- [AIM] Summarize the laminate thickness thread below in three sentences.

- [PASSAGE SHOWN]
** start **

# Laminate thickness



## Outbacker (Apr 12, 2007)

My house currently has a laminate floor and it is garbage. It really is. There are gaps that are starting to show between the panels and it is starting to curl up at some of the edges. So I am going to replace it eventually. I suppose when it comes to laminate flooring, the thicker the better. Or is it? What is a good thickness for laminate flooring? I am looking at a Teak laminate flooring and it is 8 mm and has a 20 year warranty. What else should I be looking at for getting laminate flooring? Is it worth it to do it myself or have someone else do it?

Thanks.


----------



## Daryl in Nanoose (Apr 13, 2007)

The thicker the better and the higher the warranty the better. Make sure you follow the Manufactures warranty to the letter. They want vapor on concrete floors and tar paper on wood sub floors ( last time I checked) make sure you use a hardwood block for taping the pieces together and don't smack them together to hard. If you find damaged tongue and grooves discard that piece and use shims at each end of a row so they can not come apart at the but joints during install. Installation runs about 2-2.50 a sq ft up here but found doing it yourself is not all difficult but at those prices some may think its just not worth doing it them self.


----------



## Deathlok (Sep 30, 2007)

I installed laminate floors in my living room, kitchen & front foyer. I used the thick stuff, 12mm. Its called Charleston Pine. It has  a very nice finish, you can see all the flaws of the wood, the knots, etc. Vintage or distressed look is what it is called. It is a dark colored wood. I love it!

Check my gallery for pics.


----------

** end **

- [MATERIAL SUPPLIED]
** start **

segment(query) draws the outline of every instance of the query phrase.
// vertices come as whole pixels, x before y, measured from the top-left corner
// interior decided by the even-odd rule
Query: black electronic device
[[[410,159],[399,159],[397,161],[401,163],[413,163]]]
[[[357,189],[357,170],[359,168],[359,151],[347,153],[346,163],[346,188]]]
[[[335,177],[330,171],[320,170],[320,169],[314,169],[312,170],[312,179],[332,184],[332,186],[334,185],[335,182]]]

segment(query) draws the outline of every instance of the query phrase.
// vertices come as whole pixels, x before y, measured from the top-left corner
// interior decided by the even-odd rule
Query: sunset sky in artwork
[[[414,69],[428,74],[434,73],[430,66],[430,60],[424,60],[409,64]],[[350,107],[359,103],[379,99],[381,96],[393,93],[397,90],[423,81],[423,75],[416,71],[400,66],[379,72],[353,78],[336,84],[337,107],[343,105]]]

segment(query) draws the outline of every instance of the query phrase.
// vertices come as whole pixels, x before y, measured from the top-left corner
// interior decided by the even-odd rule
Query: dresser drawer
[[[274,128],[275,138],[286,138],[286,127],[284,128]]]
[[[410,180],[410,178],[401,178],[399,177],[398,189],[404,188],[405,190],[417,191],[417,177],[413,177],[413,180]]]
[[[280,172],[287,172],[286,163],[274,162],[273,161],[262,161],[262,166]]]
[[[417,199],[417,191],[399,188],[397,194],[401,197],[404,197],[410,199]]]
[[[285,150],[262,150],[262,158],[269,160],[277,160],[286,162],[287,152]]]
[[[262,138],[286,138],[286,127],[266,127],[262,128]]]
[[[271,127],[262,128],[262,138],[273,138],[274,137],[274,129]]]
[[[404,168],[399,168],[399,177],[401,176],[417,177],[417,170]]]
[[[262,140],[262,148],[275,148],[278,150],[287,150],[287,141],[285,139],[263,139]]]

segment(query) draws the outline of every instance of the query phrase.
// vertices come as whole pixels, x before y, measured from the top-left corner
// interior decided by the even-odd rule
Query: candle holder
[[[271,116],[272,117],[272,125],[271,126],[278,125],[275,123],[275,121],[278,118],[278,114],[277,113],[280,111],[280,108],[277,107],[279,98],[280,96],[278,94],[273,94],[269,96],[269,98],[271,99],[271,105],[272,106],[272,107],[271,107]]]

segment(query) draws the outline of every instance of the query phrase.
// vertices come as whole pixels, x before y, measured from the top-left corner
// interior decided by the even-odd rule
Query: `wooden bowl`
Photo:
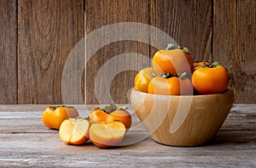
[[[215,137],[234,103],[234,93],[169,96],[131,92],[139,120],[157,143],[197,146]]]

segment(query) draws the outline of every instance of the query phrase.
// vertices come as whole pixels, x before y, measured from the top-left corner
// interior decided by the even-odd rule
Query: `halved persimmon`
[[[123,141],[126,130],[120,121],[91,124],[90,128],[90,141],[97,147],[110,148]]]
[[[90,124],[84,119],[67,119],[64,120],[59,130],[61,141],[69,144],[83,144],[89,140]]]
[[[108,106],[96,108],[89,114],[89,120],[90,123],[109,123],[117,120],[121,121],[125,126],[127,131],[131,126],[131,115],[126,110],[126,108],[125,106],[118,106],[113,104]]]

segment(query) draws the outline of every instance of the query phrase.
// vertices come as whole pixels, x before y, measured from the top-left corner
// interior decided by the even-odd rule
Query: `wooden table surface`
[[[0,167],[256,167],[256,104],[234,104],[216,137],[199,147],[154,142],[132,108],[132,127],[111,149],[61,142],[42,123],[48,105],[0,105]],[[75,105],[81,116],[92,106]]]

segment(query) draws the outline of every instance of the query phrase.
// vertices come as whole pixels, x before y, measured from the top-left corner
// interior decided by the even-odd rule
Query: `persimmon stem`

** end **

- [WRITTEN REPLY] Outbacker plans to replace a laminate floor that is showing gaps and curling at the edges, and asks what thickness is good, mentioning an 8 mm teak laminate with a 20-year warranty, and whether to install it personally or hire someone. Daryl in Nanoose replies that thicker is better and a longer warranty is better, advises following the manufacturer's warranty to the letter, and gives installation tips, noting that professional installation runs about 2-2.50 a square foot while doing it yourself is not difficult. Deathlok reports installing 12mm laminate called Charleston Pine, a dark wood with a vintage or distressed look, in the living room, kitchen, and front foyer, and loves it.